-- SOURCE EXCERPT --
* START *
Latest revision as of 06:42, 19 September 2020

The Miser of Shoreditch is a romantic drama in two acts by T.P. Prest (Thomas Peckett Prest, 1810-1859?)[1].

The original text

An adaptation by Prest of his own novel, The Miser of Shoreditch, or The Curse of Avarice ("An original historical legendary romance of the fifteenth century", originally published in 1849), the play was first performed as The Miser of Shoreditch at the Royal Standard Theatre, Shoreditch on 2 November, 1854

The text was published in the same year by Thomas Hailes Lacy as no. 367 in Lacy's Acting Edition of Plays volume XVII, in 1857 in New York, with the author now given as "Angelina" (the pseudonym of T.P. Prest) and in 1878 by Samuel French in London,.
* END *
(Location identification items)
* START *
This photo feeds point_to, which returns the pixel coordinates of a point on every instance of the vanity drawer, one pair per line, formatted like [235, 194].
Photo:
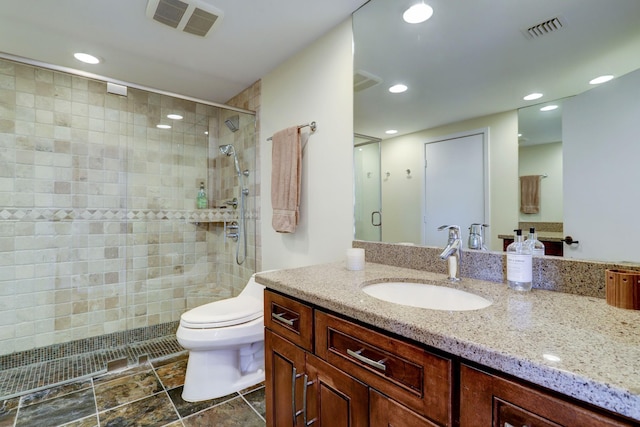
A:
[289, 318]
[405, 372]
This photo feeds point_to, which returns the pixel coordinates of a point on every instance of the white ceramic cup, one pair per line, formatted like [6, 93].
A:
[355, 259]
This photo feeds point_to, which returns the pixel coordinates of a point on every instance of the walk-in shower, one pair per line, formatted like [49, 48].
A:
[102, 243]
[229, 150]
[233, 123]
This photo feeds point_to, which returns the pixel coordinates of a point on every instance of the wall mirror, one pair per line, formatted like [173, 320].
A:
[467, 69]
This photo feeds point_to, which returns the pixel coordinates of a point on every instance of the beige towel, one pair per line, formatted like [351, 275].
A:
[286, 161]
[530, 194]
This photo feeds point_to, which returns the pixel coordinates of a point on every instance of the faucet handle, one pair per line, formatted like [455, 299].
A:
[454, 230]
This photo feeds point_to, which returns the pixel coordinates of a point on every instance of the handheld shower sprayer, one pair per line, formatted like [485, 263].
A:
[229, 150]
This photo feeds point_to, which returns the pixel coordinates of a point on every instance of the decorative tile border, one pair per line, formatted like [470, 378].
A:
[87, 345]
[207, 215]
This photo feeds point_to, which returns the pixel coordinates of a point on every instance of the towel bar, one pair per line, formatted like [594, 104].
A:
[311, 125]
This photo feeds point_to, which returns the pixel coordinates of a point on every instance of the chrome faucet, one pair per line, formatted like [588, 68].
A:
* END *
-- TASK 1 --
From the passage about The Miser of Shoreditch, set down word for word the part from "The text was" up to and including "French in London,.".
-- TASK 2 --
According to the passage about The Miser of Shoreditch, at which theater was the play first performed?

-- PROBLEM SOLUTION 1 --
The text was published in the same year by Thomas Hailes Lacy as no. 367 in Lacy's Acting Edition of Plays volume XVII, in 1857 in New York, with the author now given as "Angelina" (the pseudonym of T.P. Prest) and in 1878 by Samuel French in London,.

-- PROBLEM SOLUTION 2 --
The Royal Standard Theatre, Shoreditch.